## [DOCUMENT TEXT]
----------

What’s the best way to manage lactose intolerance?

I have been lactose intolerant for the last year or so. Drinking a half cup of milk or eating a cream-based sauce is usually enough to give me cramps and mild diarrhea. I was wondering how any nutrients manage to get absorbed at all. Is my system still able to digest the carbohydrates, protein, and fat that I eat? I have lost some weight and was thinking that lactose-intolerance could be the reason. I’m also wondering whether drinking milk is an okay way for a lactose-intolerant person to cure or relieve constipation.

Lactose intolerance occurs when the cells lining the small intestine become deficient in the lactase enzyme that is required to digest the sugar lactose, the predominant sugar in milk. The most common form of lactose intolerance is primary lactase deficiency, an inherited characteristic that affects from 5 to 15 percent of adults of European origin, but much higher percentages of people of African or Asian origins. Even among people who inherit the deficiency, it generally does not appear until adolescence or young adulthood.

Secondary, or acquired lactase deficiency, can occur in someone without the genetic predisposition if he or she has another intestinal disease that alters the cells lining the small intestine so that lactose is not properly digested. These other conditions include Crohn’s disease, viral or bacterial infections of the intestinal tract, ulcerative colitis, cystic fibrosis, and infection of the small intestine by the parasite Giardia lamblia. Combinations of the primary and secondary types can occur. For instance, I have had many patients with rather mild lactose intolerance who become much more symptomatic after a bout of gastroenteritis. The increased milk intolerance generally returns to its previously mild state over a period of a couple of weeks as the intestinal lining repairs itself.

----------

## [INPUT DATA]

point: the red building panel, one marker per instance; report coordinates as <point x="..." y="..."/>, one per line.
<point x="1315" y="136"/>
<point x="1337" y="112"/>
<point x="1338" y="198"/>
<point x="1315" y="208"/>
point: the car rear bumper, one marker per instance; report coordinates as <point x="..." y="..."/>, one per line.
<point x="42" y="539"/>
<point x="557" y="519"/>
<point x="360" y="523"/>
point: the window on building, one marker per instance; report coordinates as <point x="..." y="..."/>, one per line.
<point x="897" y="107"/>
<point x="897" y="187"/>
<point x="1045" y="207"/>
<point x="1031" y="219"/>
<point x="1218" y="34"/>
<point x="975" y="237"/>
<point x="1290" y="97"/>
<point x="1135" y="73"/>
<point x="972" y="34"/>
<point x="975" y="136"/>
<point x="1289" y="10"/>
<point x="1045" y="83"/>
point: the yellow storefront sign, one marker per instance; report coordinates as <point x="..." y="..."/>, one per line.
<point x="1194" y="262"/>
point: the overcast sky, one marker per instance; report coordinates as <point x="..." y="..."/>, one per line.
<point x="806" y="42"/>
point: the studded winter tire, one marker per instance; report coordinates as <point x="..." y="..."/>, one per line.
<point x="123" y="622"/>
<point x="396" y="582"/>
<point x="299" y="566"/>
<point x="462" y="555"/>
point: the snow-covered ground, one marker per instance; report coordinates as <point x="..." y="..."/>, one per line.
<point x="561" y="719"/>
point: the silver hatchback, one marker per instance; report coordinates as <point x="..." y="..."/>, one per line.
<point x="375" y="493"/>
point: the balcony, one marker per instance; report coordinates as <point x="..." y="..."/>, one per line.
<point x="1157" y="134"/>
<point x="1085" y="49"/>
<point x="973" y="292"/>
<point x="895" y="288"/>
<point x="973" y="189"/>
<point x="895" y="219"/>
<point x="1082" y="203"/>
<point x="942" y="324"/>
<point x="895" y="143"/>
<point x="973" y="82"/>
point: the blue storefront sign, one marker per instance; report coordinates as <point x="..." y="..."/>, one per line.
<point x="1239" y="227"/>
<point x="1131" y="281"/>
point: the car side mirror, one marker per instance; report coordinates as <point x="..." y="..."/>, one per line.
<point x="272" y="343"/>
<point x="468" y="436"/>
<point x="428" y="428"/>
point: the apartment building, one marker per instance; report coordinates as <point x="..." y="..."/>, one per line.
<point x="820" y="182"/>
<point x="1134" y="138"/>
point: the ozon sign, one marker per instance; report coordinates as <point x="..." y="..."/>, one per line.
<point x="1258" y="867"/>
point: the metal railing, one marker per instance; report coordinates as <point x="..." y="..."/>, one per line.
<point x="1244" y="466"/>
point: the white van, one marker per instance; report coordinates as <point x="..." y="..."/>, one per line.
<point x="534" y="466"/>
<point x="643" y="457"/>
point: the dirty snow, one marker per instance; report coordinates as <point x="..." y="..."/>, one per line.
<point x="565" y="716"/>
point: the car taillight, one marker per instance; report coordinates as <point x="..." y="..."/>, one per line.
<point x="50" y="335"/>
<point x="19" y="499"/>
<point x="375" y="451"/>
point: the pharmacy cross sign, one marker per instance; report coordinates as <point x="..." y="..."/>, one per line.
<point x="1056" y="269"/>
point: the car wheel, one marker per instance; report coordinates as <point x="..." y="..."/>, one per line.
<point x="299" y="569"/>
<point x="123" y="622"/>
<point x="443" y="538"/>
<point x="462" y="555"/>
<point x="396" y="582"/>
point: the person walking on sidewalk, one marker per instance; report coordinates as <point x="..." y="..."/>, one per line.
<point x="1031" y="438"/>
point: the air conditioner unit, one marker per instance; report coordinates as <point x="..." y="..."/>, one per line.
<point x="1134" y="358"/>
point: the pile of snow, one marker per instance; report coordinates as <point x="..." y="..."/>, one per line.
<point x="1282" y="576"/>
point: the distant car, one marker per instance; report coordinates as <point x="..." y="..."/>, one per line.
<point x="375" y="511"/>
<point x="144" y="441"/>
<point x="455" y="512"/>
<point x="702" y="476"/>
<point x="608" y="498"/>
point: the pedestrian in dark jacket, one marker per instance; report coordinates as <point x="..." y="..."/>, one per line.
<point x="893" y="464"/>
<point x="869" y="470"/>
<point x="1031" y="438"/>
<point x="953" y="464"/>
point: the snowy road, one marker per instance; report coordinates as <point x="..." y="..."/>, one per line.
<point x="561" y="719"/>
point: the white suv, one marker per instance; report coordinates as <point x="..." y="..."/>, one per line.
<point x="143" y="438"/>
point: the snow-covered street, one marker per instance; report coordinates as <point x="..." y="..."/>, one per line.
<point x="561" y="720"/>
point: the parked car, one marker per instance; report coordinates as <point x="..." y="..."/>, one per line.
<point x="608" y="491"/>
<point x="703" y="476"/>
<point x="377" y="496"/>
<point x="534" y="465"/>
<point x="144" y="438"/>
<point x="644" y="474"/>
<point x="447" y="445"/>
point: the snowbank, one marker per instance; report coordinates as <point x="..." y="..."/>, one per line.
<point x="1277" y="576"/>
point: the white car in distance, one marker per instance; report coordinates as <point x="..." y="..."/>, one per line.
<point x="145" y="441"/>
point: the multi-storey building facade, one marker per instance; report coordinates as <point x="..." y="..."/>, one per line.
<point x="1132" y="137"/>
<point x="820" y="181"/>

----------

## [SET OF TASKS]
A: List the conditions that the lactose intolerance text names as able to cause secondary, or acquired, lactase deficiency.
B: Write the next part of the lactose intolerance text, picking up after its last sentence.
The records come from a different source than the lactose intolerance text.

## [RESPONSES BY TASK]
A:
- Crohn's disease
- Viral or bacterial infections of the intestinal tract
- Ulcerative colitis
- Cystic fibrosis
- Infection of the small intestine by the parasite Giardia lamblia

B:
Lactase deficiency, whether primary or secondary, causes bloating, cramps, abdominal pain, and diarrhea after consumption of milk or milk products. Yogurt is usually tolerated because the bacterial process of yogurt production breaks down the lactose. Most people with severe lactase deficiency are aware that milk causes their symptoms, and they treat themselves by avoiding it. If someone has secondary lactase deficiency as a result of another condition, he or she may need to take special supplements. Otherwise, malnutrition is not a problem among those with lactose intolerance.

In answer to your last question, yes, if you could determine just the right amount of milk to drink to keep your stools soft, but without uncomfortable diarrhea, you could combat constipation. Unfortunately though, the symptom that usually disappears first when you reduce the amount of lactose taken in is the diarrhea. The uncomfortable bloating and cramping may persist if any lactose at all is being ingested. Therefore, I think for most people, trying to use this deficiency to control constipation won’t work very well. I don’t see any harm in trying, although increasing fiber in the diet will probably work better.

Lactaid treated milk and Lactaid pills, liquid, etc., all contain or are treated with lactase, which removes the lactose and allows people with this condition to drink milk without symptoms.